> Votre tâche
Veuillez recopier à l'identique le passage du texte sur Cabrel qui commence aux mots « Pourtant il y » et s'arrête après « alerter les journaleux. ».

> Texte fourni
Pourtant il y a tant à dire sur le travail de cet auteur-compositeur-interprète. Depuis toujours, son écriture parle de la société, sa couleur très sociale me semble au moins aussi engagée et critique que celle de Bernard Lavilliers, par exemple. Mais l’image est tenace, avec, à ses débuts, ses longs cheveux de babacool avec la raie au milieu, sa grosse moustache et sa guitare sèche de folk, c’était probablement plus simple de parler de la surface que du contenu. Pourtant Cabrel vient de Dylan, Neil Young, Léonard Cohen et de Joan Baez, du blues, ça aurait alerter les journaleux.

> Données fournies
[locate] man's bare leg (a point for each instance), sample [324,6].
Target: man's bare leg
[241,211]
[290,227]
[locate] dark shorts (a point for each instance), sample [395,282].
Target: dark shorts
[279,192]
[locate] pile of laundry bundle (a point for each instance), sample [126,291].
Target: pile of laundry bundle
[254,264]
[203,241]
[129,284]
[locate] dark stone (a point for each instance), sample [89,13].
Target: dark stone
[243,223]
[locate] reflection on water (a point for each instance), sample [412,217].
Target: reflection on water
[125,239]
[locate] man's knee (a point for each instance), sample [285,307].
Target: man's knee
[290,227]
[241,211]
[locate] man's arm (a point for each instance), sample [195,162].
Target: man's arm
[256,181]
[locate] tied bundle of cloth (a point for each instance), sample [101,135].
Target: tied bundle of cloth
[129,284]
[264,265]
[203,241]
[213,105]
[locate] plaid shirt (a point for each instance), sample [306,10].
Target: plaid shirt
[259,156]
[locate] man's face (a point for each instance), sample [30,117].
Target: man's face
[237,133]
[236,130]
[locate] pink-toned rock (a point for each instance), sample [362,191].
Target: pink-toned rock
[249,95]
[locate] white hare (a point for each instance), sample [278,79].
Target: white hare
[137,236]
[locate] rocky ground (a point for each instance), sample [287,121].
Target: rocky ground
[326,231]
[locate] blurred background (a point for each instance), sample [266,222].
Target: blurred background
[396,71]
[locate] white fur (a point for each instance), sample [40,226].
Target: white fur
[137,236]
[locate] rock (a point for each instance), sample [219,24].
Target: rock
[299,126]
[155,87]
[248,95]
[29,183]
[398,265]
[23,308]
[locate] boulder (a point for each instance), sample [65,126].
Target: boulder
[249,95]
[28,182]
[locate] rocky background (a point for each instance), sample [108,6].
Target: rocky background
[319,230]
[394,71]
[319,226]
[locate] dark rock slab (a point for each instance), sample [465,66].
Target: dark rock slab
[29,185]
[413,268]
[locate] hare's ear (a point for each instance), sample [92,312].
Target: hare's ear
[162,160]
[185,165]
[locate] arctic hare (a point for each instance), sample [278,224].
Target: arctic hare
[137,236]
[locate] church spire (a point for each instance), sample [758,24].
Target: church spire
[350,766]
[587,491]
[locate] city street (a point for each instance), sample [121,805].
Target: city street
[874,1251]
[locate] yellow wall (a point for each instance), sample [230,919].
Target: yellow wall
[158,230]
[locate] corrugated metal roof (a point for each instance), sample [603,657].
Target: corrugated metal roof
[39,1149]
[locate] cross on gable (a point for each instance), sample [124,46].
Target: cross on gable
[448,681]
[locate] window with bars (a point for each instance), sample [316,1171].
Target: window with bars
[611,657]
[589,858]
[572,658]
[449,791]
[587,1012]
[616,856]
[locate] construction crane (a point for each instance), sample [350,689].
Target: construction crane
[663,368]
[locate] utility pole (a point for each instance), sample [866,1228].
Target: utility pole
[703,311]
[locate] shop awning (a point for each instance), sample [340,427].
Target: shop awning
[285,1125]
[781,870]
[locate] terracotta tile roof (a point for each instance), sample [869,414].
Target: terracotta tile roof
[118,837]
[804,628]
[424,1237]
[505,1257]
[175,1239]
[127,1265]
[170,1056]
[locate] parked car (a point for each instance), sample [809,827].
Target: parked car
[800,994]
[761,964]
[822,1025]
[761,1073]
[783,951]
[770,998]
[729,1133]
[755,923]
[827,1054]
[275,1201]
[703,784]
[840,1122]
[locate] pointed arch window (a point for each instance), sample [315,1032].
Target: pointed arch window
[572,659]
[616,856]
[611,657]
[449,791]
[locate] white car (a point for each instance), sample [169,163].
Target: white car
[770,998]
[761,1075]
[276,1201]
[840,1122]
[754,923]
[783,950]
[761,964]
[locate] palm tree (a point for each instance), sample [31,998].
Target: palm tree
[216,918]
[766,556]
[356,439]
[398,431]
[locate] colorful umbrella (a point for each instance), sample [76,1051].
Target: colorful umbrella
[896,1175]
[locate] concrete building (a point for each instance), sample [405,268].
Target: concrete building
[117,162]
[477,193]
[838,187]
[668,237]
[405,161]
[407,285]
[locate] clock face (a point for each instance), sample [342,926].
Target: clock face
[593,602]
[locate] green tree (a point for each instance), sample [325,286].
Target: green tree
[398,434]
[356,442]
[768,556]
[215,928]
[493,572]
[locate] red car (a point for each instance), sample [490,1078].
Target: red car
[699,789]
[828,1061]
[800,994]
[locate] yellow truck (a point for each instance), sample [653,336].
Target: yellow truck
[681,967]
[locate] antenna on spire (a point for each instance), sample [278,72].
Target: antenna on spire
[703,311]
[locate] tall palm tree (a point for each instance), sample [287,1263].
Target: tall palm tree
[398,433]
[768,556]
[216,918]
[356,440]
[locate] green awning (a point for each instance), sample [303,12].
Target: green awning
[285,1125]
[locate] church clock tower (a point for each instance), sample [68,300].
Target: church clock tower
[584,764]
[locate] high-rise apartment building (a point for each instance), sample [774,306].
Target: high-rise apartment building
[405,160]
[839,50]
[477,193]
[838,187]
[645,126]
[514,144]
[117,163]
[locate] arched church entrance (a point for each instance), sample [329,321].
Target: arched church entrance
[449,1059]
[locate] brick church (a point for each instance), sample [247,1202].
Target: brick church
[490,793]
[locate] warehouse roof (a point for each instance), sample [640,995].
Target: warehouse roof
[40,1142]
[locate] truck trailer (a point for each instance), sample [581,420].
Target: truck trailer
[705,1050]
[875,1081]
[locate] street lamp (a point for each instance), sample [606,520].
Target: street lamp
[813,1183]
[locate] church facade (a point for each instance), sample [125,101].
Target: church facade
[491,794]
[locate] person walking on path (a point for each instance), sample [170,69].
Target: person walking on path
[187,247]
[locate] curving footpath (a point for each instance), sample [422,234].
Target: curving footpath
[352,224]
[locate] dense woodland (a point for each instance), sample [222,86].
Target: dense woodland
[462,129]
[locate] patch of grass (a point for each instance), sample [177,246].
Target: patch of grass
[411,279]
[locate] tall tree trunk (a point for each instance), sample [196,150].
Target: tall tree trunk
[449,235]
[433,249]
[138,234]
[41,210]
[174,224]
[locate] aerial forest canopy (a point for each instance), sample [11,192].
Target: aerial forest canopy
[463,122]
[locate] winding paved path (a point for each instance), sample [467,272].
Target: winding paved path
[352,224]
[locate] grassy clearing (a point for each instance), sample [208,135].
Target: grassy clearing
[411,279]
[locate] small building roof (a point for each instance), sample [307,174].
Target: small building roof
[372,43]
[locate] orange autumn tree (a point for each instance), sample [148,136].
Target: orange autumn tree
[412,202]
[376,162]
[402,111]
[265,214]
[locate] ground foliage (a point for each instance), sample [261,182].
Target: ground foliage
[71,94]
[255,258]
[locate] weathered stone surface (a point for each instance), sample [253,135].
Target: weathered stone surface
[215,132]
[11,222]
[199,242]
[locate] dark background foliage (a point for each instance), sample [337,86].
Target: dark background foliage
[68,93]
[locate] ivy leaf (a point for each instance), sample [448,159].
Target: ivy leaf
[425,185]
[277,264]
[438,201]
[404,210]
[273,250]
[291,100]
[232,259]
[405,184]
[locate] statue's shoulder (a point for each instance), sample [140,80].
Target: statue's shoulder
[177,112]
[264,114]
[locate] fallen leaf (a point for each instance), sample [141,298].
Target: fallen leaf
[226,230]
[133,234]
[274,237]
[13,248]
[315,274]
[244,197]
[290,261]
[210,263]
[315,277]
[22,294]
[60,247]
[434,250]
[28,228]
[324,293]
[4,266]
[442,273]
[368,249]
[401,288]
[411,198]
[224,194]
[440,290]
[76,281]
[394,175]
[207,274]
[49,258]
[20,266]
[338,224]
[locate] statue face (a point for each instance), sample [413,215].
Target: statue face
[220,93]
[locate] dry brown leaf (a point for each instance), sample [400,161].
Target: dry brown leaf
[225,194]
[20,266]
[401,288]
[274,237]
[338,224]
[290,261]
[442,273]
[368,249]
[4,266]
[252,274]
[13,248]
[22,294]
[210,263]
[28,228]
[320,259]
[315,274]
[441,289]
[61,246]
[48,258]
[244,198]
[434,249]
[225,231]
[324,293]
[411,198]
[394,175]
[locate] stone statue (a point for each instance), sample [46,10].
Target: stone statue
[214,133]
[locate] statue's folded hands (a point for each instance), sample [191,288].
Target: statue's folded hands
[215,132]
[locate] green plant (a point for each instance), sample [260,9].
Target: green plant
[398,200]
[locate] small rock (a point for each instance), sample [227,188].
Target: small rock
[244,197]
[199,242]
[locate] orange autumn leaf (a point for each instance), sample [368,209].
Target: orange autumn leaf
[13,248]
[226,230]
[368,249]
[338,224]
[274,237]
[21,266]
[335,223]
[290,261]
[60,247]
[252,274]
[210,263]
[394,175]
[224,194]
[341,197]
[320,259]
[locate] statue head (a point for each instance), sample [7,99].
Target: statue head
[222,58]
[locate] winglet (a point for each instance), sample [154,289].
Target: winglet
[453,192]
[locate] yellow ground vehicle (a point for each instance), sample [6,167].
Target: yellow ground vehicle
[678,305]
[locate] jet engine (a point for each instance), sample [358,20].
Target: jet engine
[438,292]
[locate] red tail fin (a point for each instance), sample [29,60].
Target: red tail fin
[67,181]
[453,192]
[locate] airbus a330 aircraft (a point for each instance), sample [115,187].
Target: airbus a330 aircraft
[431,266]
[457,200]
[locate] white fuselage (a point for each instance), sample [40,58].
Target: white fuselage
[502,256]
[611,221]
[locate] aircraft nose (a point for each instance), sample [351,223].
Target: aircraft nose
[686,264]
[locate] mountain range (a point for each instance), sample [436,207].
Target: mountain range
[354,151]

> Réponse complète
Pourtant il y a tant à dire sur le travail de cet auteur-compositeur-interprète. Depuis toujours, son écriture parle de la société, sa couleur très sociale me semble au moins aussi engagée et critique que celle de Bernard Lavilliers, par exemple. Mais l’image est tenace, avec, à ses débuts, ses longs cheveux de babacool avec la raie au milieu, sa grosse moustache et sa guitare sèche de folk, c’était probablement plus simple de parler de la surface que du contenu. Pourtant Cabrel vient de Dylan, Neil Young, Léonard Cohen et de Joan Baez, du blues, ça aurait alerter les journaleux.